19 September 2009


in the excellent feature article of this week's Missoula Independent, writers skylar browning and r.c. hooker explore the notion of bypassing the obscenely expensive funeral industry when someone dies, and opting instead for green burial -- i.e. burial in winding sheets or a plain pine box. i have advocated for exactly this approach for forty years. we insolate the bodies of our loves ones in hardwood or metal caskets, preventing their components from rejoining the natural cycle of decay, soil enrichment, and nourishment of numberless plants and animals. this is criminal.

it became a fashionable (and still expensive) alternative in recent years to choose cremation. true, a cremated body takes up less room in overcrowded cemetaries. and true, there is a certain romantic cache to having one's ashes scattered to the winds, whether at sea, in the mountains, or from the air. but it still bypasses the natural cycle described above.

**What is asked**. Transcribe, word for word, the part of the green burial post that starts at the words "19 September 2009" and ends after "this is criminal.".

**Records**.

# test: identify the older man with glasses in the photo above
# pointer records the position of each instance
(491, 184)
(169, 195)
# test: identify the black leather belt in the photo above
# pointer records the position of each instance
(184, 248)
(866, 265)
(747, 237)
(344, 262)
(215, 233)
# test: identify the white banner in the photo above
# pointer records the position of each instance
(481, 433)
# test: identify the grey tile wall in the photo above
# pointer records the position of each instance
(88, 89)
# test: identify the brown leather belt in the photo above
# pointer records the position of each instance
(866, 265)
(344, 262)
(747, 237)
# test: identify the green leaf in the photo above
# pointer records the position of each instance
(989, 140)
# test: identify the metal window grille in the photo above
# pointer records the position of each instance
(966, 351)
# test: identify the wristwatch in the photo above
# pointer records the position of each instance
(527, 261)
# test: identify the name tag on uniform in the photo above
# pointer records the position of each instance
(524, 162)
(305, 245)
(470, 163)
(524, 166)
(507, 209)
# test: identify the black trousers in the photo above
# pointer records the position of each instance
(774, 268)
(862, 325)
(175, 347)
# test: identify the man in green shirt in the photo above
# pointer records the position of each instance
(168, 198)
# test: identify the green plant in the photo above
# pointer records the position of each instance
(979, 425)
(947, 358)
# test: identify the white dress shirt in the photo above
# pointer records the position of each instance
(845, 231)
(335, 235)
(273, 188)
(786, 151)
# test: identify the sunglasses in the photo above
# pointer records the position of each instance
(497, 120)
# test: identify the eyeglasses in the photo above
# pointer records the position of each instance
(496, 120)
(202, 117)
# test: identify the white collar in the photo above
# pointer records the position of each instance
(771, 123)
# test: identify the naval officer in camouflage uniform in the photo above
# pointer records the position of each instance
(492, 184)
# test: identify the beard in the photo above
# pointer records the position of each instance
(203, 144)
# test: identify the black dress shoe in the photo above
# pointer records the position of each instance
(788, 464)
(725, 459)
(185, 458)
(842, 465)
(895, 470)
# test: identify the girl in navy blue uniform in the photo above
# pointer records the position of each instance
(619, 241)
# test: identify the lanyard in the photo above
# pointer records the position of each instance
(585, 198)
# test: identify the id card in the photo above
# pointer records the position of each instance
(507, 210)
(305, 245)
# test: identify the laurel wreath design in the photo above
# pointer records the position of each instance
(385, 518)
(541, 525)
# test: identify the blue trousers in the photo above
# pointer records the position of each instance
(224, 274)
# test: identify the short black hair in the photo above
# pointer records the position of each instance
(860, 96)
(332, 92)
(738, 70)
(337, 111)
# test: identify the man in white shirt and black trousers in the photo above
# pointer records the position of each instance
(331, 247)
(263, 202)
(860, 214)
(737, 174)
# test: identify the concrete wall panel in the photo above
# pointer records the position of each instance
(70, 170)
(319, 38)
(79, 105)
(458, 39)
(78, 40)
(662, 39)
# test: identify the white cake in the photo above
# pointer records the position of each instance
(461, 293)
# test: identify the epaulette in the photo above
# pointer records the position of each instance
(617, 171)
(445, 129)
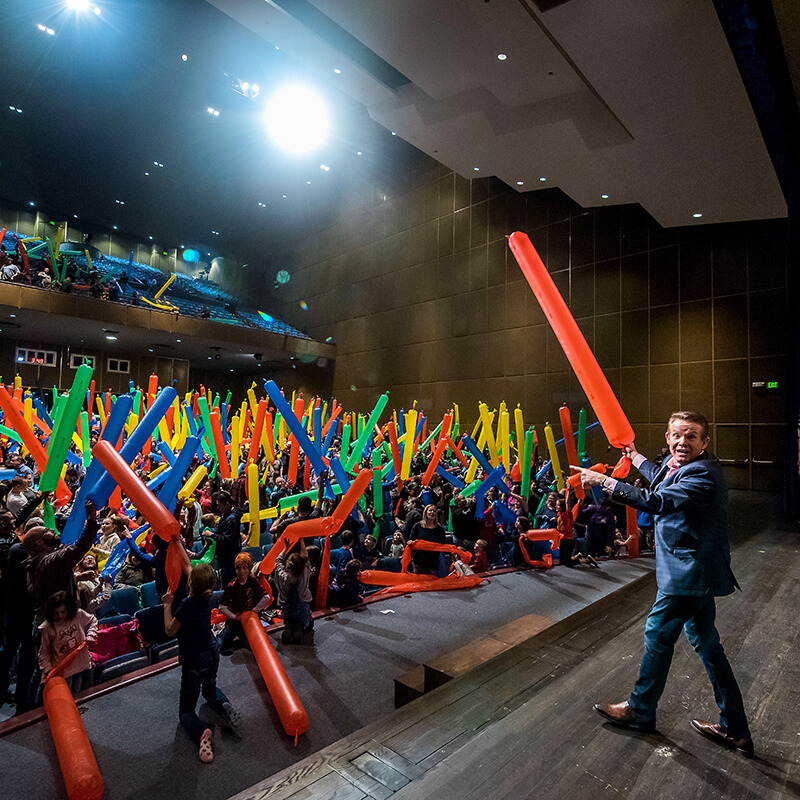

**Exercise response**.
19 September 2009


in the excellent feature article of this week's Missoula Independent, writers skylar browning and r.c. hooker explore the notion of bypassing the obscenely expensive funeral industry when someone dies, and opting instead for green burial -- i.e. burial in winding sheets or a plain pine box. i have advocated for exactly this approach for forty years. we insolate the bodies of our loves ones in hardwood or metal caskets, preventing their components from rejoining the natural cycle of decay, soil enrichment, and nourishment of numberless plants and animals. this is criminal.